> WHAT IS EXPECTED: Working from the records below, repeat exactly the lines starting at the line that contains "# test: mark the fleece padded crownpiece, one" and ending at the line that contains "# test: mark the horse forelock, one", inclusive.

*** Opening LISTED RECORDS ***

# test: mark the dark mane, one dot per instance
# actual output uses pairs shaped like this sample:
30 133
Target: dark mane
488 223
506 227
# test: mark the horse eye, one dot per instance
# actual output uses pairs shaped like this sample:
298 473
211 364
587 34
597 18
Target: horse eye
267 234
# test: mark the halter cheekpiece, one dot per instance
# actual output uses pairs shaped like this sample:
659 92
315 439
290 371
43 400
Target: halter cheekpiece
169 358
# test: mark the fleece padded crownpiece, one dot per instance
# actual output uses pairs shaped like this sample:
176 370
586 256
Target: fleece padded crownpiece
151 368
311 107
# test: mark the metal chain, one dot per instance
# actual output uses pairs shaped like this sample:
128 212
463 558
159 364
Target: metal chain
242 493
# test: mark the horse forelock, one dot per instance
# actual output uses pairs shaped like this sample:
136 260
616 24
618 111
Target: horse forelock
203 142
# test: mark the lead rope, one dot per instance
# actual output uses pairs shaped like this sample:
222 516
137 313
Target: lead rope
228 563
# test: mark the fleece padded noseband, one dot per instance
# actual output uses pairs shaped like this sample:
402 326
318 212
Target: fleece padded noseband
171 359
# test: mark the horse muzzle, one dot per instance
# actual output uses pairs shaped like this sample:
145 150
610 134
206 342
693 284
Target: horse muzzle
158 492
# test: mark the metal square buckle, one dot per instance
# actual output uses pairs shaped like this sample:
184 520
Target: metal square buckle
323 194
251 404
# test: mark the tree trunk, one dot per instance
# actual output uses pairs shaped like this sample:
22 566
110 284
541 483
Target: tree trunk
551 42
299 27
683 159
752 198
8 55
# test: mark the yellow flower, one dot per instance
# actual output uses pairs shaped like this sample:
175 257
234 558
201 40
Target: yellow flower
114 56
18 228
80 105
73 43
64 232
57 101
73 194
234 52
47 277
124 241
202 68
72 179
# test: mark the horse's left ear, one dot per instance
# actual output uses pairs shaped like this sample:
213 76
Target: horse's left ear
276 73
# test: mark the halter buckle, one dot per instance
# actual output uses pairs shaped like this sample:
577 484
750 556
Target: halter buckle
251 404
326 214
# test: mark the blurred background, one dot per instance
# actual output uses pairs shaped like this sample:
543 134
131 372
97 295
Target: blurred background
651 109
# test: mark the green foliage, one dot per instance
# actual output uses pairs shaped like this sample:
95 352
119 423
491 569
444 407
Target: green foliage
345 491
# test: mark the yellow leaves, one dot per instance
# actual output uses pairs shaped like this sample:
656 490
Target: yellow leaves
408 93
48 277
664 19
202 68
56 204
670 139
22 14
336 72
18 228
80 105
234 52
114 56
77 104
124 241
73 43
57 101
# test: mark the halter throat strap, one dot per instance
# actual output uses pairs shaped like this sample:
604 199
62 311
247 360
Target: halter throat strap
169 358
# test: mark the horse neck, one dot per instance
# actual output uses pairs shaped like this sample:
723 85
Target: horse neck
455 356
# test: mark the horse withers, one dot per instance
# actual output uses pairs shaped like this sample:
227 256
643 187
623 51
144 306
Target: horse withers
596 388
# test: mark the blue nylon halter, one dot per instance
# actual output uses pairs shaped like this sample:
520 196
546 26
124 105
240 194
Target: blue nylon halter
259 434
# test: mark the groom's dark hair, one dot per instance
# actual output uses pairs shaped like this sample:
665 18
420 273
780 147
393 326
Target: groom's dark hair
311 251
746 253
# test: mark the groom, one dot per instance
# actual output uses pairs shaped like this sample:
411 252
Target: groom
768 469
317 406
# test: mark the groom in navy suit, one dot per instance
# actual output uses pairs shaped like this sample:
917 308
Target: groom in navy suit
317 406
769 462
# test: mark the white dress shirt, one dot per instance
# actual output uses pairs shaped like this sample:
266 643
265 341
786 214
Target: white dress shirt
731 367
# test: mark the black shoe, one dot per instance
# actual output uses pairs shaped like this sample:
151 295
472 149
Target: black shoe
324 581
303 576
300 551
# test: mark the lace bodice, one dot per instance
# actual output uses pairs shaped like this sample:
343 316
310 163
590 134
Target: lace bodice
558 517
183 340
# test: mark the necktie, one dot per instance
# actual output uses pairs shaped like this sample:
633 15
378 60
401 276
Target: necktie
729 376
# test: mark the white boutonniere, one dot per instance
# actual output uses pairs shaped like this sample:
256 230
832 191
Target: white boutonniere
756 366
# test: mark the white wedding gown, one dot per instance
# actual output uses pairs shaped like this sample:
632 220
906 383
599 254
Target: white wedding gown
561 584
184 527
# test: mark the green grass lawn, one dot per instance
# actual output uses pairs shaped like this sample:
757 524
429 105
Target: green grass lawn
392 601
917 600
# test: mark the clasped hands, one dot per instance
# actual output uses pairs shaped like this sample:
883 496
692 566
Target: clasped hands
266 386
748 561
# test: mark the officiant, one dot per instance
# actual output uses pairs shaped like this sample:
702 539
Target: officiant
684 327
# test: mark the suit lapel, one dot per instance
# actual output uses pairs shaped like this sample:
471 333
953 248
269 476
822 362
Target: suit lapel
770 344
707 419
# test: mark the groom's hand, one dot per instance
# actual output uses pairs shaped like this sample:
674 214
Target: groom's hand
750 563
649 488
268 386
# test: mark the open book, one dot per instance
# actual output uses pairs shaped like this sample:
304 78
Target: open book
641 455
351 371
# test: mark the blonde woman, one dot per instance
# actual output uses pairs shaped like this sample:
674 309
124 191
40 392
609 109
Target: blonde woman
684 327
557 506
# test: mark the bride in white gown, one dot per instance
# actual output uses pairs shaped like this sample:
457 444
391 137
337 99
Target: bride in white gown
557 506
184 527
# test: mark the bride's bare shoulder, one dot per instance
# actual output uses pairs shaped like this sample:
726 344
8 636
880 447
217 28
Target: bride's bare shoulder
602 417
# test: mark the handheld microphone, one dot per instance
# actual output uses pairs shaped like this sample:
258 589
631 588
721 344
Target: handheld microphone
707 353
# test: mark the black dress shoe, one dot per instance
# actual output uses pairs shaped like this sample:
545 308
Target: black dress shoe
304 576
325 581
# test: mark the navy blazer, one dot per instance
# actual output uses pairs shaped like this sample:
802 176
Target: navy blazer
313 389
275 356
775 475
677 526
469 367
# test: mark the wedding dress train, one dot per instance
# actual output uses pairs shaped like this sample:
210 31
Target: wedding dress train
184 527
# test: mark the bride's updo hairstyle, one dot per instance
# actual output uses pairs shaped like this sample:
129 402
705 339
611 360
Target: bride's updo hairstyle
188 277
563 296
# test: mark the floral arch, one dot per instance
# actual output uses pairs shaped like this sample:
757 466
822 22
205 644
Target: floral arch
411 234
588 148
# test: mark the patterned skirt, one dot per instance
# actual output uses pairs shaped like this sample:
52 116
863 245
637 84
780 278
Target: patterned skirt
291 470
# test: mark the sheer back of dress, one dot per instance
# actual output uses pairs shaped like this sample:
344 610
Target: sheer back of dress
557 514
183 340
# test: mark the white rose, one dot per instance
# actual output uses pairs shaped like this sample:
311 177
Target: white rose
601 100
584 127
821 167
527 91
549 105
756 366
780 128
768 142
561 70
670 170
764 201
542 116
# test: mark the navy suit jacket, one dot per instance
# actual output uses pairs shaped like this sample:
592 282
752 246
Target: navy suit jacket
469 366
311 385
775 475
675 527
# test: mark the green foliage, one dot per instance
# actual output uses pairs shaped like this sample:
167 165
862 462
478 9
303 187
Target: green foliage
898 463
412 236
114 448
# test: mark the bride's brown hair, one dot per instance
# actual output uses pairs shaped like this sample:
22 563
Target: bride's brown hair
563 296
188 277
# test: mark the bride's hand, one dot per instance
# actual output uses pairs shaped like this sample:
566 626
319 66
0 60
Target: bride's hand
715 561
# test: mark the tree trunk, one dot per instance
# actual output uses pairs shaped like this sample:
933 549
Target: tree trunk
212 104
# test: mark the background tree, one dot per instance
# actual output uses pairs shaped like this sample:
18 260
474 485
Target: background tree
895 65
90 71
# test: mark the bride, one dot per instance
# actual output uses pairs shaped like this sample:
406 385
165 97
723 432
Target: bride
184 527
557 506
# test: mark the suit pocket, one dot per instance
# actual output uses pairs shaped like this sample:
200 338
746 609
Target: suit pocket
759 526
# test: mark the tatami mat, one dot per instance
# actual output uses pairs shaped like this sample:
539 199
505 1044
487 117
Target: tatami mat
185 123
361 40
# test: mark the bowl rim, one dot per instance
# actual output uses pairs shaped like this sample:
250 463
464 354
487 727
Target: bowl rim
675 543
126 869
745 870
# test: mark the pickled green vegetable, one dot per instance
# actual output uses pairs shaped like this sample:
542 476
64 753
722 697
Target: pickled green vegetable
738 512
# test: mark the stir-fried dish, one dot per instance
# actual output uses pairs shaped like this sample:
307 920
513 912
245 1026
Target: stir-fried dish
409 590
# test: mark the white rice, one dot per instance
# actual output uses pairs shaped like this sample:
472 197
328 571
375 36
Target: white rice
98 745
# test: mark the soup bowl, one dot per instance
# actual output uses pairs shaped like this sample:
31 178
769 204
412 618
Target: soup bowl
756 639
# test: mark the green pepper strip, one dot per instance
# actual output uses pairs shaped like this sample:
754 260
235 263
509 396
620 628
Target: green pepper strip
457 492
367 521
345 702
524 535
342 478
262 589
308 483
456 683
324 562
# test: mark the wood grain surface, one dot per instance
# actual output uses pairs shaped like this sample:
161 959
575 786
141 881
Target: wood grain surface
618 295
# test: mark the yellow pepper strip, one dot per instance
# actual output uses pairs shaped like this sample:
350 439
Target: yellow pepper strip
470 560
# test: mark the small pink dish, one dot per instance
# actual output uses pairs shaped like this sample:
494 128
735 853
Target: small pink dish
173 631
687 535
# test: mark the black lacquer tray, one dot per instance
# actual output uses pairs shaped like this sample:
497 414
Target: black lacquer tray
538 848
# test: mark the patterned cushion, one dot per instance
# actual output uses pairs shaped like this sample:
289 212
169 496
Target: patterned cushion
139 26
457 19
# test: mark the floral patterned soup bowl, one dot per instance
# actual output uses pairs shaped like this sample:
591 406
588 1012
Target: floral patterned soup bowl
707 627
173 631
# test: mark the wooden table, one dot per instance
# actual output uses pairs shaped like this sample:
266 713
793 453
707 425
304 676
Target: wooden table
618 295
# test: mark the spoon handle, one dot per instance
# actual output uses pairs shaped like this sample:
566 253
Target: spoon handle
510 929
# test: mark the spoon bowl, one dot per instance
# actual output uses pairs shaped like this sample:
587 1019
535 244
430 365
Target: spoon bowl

*** Closing LISTED RECORDS ***

> SOLUTION FOR THIS PROBLEM:
# test: mark the fleece padded crownpiece, one dot per instance
# actual output uses pairs shaped like this sample:
176 370
586 256
Target: fleece padded crownpiece
151 368
311 107
# test: mark the metal chain, one dot per instance
# actual output uses pairs shaped like this sample:
128 212
463 558
159 364
Target: metal chain
242 493
# test: mark the horse forelock, one dot per instance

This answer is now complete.